• _DOCUMENT EXCERPT_:
= = = =
Doug Ramsey on Jazz and other matters...

Archives for August 2009

The Jazz Audience

When The National Endowment for the Arts study on Public Participation in the Arts came out a few weeks ago, the survey’s bad news about the size of the jazz audience caused ripples of concern. It showed that over a six-year period, the number of Americans attending jazz events dropped to a low of 7.8%. In a population of 301 million, that translates to attendance of 2,347,800 each year at jazz clubs, concerts and festivals. As if that weren’t discouraging enough to those worried about the state of jazz, the audience for live jazz is growing older. According to the study, in 1982 the median age of listeners at live performances was 29. In 2008, it was 46.
Over the weekend, Terry Teachout’s Wall Street Journal column about the NEA study amplified those ripples of concern into waves as his piece was picked up by web sites and blogs. What are the implications of the numbers above and of the study’s other statistics of decline? Teachout, also an artsjournal.com blogger, wrote:

I suspect it means, among other things, that the average American now sees jazz as a form of high art. Nor should this come as a surprise to anyone, since most of the jazz musicians that I know feel pretty much the same way. They regard themselves as artists, not entertainers, masters of a musical language that is comparable in seriousness to classical music–and just as off-putting to pop-loving listeners who have no more use for Wynton Marsalis than they do for Felix Mendelssohn.
= = = =
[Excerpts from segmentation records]

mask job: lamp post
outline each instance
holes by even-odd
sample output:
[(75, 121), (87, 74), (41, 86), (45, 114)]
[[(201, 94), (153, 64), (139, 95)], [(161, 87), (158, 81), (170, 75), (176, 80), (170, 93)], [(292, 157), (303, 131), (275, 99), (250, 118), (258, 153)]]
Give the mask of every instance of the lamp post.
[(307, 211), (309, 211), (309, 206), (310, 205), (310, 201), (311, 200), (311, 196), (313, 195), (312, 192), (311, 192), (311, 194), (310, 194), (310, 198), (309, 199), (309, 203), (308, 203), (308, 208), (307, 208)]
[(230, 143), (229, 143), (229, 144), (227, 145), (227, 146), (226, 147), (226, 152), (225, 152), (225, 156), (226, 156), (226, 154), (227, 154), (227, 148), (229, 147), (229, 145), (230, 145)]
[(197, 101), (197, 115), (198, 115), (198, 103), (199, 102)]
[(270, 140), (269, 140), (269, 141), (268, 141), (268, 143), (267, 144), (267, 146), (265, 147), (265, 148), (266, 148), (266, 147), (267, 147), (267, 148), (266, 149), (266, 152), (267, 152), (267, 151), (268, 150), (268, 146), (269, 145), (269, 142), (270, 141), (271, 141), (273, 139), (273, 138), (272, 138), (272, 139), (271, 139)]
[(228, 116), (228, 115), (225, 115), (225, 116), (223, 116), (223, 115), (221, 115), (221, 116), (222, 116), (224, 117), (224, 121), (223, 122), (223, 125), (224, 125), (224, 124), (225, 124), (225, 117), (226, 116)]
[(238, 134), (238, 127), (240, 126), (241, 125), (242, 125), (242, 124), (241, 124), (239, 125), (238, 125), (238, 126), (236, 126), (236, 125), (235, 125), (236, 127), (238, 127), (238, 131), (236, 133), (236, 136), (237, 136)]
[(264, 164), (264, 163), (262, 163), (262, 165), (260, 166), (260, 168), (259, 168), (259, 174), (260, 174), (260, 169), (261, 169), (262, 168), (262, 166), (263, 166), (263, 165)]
= = = =
• _TASKS TO CARRY OUT_:
a) Write out the passage from the post on the jazz audience, starting at "Over the weekend, Terry" and ending at "for Felix Mendelssohn.".
b) Translate this sentence from the post on the jazz audience into Spanish: "According to the study, in 1982 the median age of listeners at live performances was 29."

• _ANSWERS BY TASK_:
a)
Over the weekend, Terry Teachout’s Wall Street Journal column about the NEA study amplified those ripples of concern into waves as his piece was picked up by web sites and blogs. What are the implications of the numbers above and of the study’s other statistics of decline? Teachout, also an artsjournal.com blogger, wrote:

I suspect it means, among other things, that the average American now sees jazz as a form of high art. Nor should this come as a surprise to anyone, since most of the jazz musicians that I know feel pretty much the same way. They regard themselves as artists, not entertainers, masters of a musical language that is comparable in seriousness to classical music–and just as off-putting to pop-loving listeners who have no more use for Wynton Marsalis than they do for Felix Mendelssohn.

b) Según el estudio, en 1982 la edad mediana de los oyentes en las presentaciones en vivo era de 29 años.